··· Reading text

Re: [Zope] Re: [Zope-dev] Re: Zcatalog bloat problem (berkeleydb is a solution?)

2001-06-26 Thread Chris McDonough


abel deuring wrote:
 A text index (class SearchIndex.UnTextIndex) is definetely is a cause of
 bloating, if you use CatalogAware objects. An UnTextIndex maintains for

Right.. if you don't use CatalogAware, however, and don't unindex before
reindexing an object, you should see a huge bloat savings, because the
only things which are supposed to be updated then are indexes and
metadata which have data that has changed.

 each word a list of documents, where this word appears. So, if a
 document to be indexed contains, say, 100 words, 100 IIBTrees
 (containing mappings documentId - word score) will be updated. (see
 UnTextIndex.insertForwardIndexEntry) If you have a larger number of
 documents, these mappings may be quite large: Assume 10.000 documents,
 and assume that you have 10 words which appear in 30% of all documents.
 Hence, each of the IIBTrees for these words contains 3000 entries. (Ok,
 one can try to keep this number of frequent words low by using a good
 stop word list, but at least for German, such a list is quite difficult
 to build. And one can argue that many not too really frequent words
 should be indexed in order to allow more precise phrase searches)I don't
 know the details, how data is stored inside the BTress, so I can give
 only a rough estimate of the memory requirements: With 32 bit integers,
 we have at least 8 bytes per IIBTree entry (documentId and score), so
 each of the 10 BTree for the frequent words has a minimum length of
 3000*8 = 24000 bytes.
 
 If you now add a new document containing 5 of these frequent words, 5
 larger BTrees will be updated. [Chris, let me know, if I'm now going to
 tell nonsense...] I assume that the entire updated BTrees = 12 bytes
 will be appended to the ZODB (ignoring the less frequent words) -- even
 if the document contains only 1 kB text.

······
··· Given records

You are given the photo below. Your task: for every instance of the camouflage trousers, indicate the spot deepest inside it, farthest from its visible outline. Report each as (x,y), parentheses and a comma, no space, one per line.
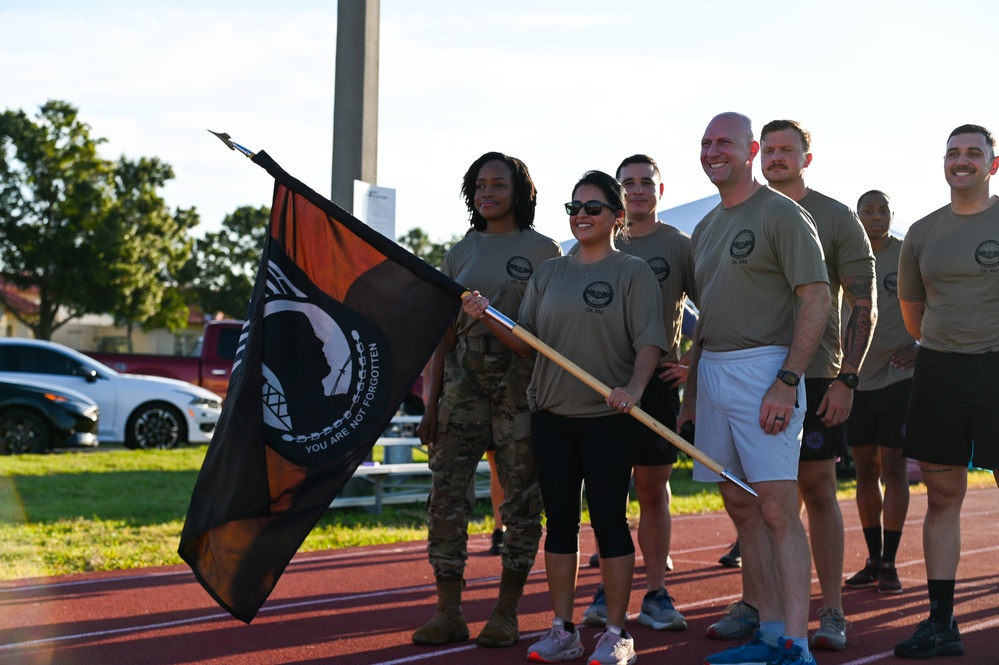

······
··· Given records

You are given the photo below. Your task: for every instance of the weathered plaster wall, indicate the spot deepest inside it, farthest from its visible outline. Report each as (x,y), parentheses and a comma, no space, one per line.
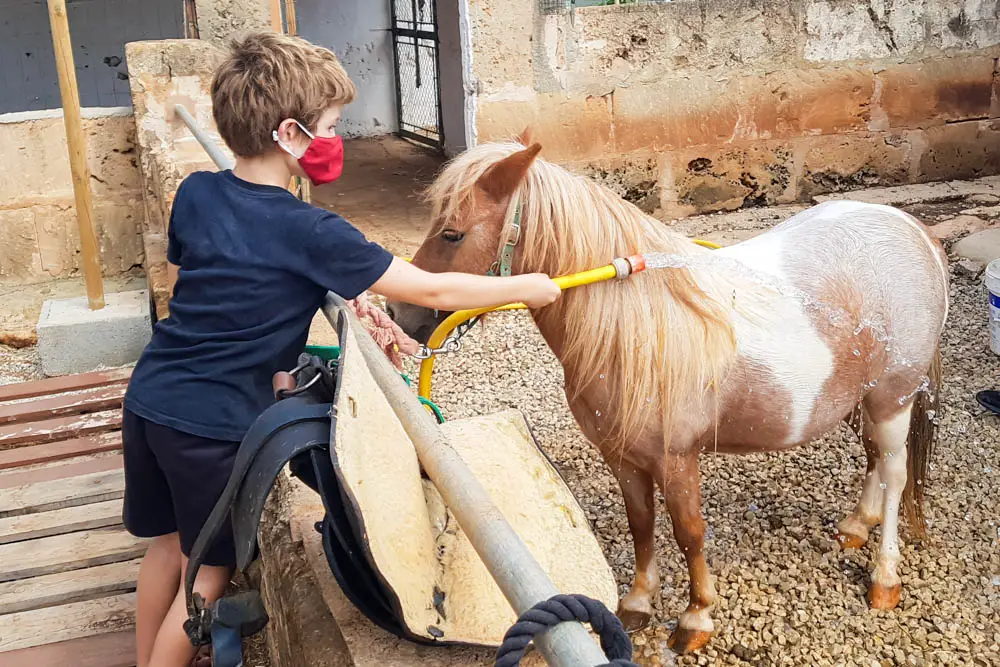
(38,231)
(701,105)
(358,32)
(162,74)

······

## Required task
Reproduce the passage from the Zcatalog bloat text starting with "2001-06-26 Thread Chris" and going on through "that has changed.". Base your work solely on the Zcatalog bloat text, not on the records.

## Written reply
2001-06-26 Thread Chris McDonough


abel deuring wrote:
 A text index (class SearchIndex.UnTextIndex) is definetely is a cause of
 bloating, if you use CatalogAware objects. An UnTextIndex maintains for

Right.. if you don't use CatalogAware, however, and don't unindex before
reindexing an object, you should see a huge bloat savings, because the
only things which are supposed to be updated then are indexes and
metadata which have data that has changed.